### Exercise prompt
Summarize the passage on Sorabji's later years and writing in two sentences.

### Source extract
From the mid-1930s Sorabji spent most of her time in London, which she loved, going to India only in the winters. She concentrated on writing, and produced many vivid, moving sketches. Her works included a biography of her parents, Therefore (1924), as well as the story of her educationist sister, Susie Sorabji (1932), and two autobiographical works, India Calling: the Memories of Cornelia Sorabji (1934) and India Recalled (1936). Her last literary project was to edit Queen Mary's Book for India (1943), a small anthology of articles connected with India and published in support of the Indian Comforts Fund. In addition, she maintained regular correspondence with her parents, with Lady Elena Richmond, and also with the Allahabad high court judge Harrison Falkner Blair. These letters vividly capture Sorabji's dilemmas, frustration, and aspirations.

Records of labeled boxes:

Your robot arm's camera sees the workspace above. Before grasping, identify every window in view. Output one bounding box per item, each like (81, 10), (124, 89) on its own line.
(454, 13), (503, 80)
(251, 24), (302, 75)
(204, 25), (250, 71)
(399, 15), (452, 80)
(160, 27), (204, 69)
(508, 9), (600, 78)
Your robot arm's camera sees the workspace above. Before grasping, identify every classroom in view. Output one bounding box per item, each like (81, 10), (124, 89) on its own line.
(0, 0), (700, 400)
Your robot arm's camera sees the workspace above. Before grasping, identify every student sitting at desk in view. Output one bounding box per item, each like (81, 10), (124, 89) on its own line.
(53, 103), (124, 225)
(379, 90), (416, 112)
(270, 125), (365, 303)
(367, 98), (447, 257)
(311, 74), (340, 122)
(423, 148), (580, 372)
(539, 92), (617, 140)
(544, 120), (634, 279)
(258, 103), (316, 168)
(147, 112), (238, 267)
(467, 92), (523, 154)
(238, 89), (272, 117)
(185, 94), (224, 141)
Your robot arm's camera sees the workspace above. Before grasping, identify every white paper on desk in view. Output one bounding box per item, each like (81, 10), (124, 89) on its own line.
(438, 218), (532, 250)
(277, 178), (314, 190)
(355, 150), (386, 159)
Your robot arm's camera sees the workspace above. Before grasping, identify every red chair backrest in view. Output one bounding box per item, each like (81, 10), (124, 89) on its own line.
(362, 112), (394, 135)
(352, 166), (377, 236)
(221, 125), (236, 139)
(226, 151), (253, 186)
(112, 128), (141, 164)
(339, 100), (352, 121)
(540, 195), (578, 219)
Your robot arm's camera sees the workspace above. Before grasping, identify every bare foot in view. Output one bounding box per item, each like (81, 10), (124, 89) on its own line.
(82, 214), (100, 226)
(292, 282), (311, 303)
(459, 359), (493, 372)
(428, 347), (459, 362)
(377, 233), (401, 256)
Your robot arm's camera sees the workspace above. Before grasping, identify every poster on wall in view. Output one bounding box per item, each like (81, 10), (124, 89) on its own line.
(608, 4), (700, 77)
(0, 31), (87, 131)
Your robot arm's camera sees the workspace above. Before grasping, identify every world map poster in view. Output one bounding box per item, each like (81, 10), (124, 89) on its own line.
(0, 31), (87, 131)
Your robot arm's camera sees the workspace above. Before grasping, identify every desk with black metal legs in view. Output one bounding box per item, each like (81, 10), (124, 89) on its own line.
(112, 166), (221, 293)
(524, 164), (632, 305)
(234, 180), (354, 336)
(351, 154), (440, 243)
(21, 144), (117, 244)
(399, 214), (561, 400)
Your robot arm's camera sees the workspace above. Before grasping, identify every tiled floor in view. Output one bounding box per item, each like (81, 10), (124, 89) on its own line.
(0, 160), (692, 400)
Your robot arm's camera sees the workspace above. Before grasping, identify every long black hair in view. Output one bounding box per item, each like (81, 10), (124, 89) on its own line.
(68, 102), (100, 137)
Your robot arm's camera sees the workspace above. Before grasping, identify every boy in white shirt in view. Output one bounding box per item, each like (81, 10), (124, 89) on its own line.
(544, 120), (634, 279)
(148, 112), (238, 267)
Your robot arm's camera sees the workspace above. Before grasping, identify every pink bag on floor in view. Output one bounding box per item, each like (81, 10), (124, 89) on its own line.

### Solution for this exercise
From the mid-1930s Sorabji spent most of her time in London, going to India only in the winters, and concentrated on writing; her works include a biography of her parents, the story of her sister Susie, and two autobiographical books. Her last literary project was editing Queen Mary's Book for India (1943), and her regular letters to her parents, Lady Elena Richmond, and judge Harrison Falkner Blair vividly capture her dilemmas, frustration, and aspirations.